▶ _Written task_
Copy out the passage on SEC Rule 201 and short-sale restrictions word for word, in its entirety.

▶ _Extract to read_
_ _ _ _ _
Rule 201 is intended to preserve investor confidence and promote market efficiency by preventing potentially manipulative or abusive short selling from further driving down the price of a security. In addition, Rule 201 will enable long sellers to sell their shares before any short sellers once the circuit breaker is triggered. Rule 201 includes the following features:

  • Covered Securities. Rule 201 generally applies to all equity securities that are listed on a national securities exchange, whether traded on an exchange or in the over-the-counter market.
  • Short Sale-Related Circuit Breaker. The circuit breaker would be triggered for a security any day that its price declines by 10 percent or more from the security's price on its principal listing market as of the close of regular trading on the previous day.
  • Duration Of Price Test Restriction. Once the circuit breaker has been triggered, the alternative uptick rule would apply to short sale orders in that security for the remainder of the day as well as the following day.
  • Implementation. Rule 201 requires trading centers to establish, maintain and enforce written policies and procedures that are reasonably designed to prevent the execution or display of a prohibited short sale. There will be exemptions from Rule 201 for:
    1. Orders where a broker-dealer identifies the price as above the NBB at the time the order is submitted to the trading center.
    2. Sales where the seller owns the security but there will be a delay in delivery.
    3. Certain odd-lot transactions.
    4. Short sales in connection with over-allotments and "lay-off sales."
    5. Certain international or domestic arbitrage transactions.
_ _ _ _ _
▶ _Information shown_
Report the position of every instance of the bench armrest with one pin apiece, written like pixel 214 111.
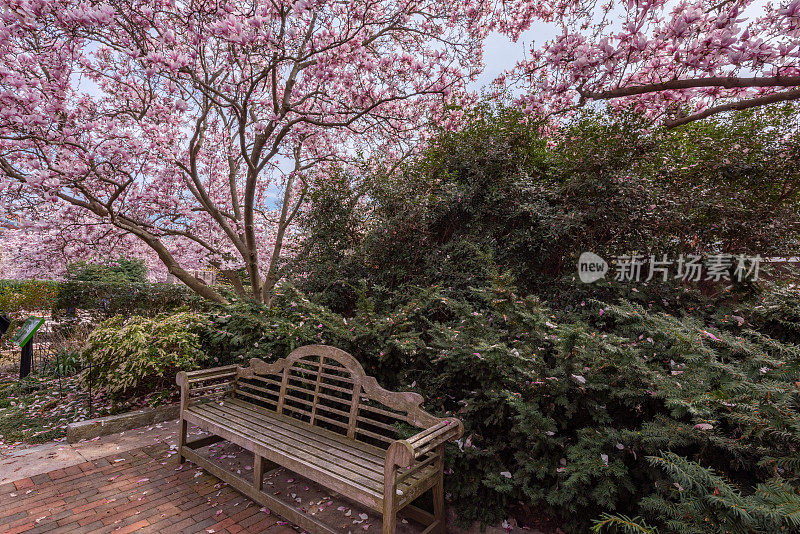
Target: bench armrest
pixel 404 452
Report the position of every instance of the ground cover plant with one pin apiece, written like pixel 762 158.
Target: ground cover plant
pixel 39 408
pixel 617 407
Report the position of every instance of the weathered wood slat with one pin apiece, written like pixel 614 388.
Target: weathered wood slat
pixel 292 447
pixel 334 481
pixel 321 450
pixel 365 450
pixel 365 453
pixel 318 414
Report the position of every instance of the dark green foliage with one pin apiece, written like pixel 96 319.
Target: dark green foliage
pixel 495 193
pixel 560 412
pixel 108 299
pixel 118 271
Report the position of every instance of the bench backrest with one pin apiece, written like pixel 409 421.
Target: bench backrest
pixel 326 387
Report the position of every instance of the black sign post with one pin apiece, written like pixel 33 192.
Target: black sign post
_ _ _ _ _
▶ _Result of this exercise_
Rule 201 is intended to preserve investor confidence and promote market efficiency by preventing potentially manipulative or abusive short selling from further driving down the price of a security. In addition, Rule 201 will enable long sellers to sell their shares before any short sellers once the circuit breaker is triggered. Rule 201 includes the following features:

  • Covered Securities. Rule 201 generally applies to all equity securities that are listed on a national securities exchange, whether traded on an exchange or in the over-the-counter market.
  • Short Sale-Related Circuit Breaker. The circuit breaker would be triggered for a security any day that its price declines by 10 percent or more from the security's price on its principal listing market as of the close of regular trading on the previous day.
  • Duration Of Price Test Restriction. Once the circuit breaker has been triggered, the alternative uptick rule would apply to short sale orders in that security for the remainder of the day as well as the following day.
  • Implementation. Rule 201 requires trading centers to establish, maintain and enforce written policies and procedures that are reasonably designed to prevent the execution or display of a prohibited short sale. There will be exemptions from Rule 201 for:
    1. Orders where a broker-dealer identifies the price as above the NBB at the time the order is submitted to the trading center.
    2. Sales where the seller owns the security but there will be a delay in delivery.
    3. Certain odd-lot transactions.
    4. Short sales in connection with over-allotments and "lay-off sales."
    5. Certain international or domestic arbitrage transactions.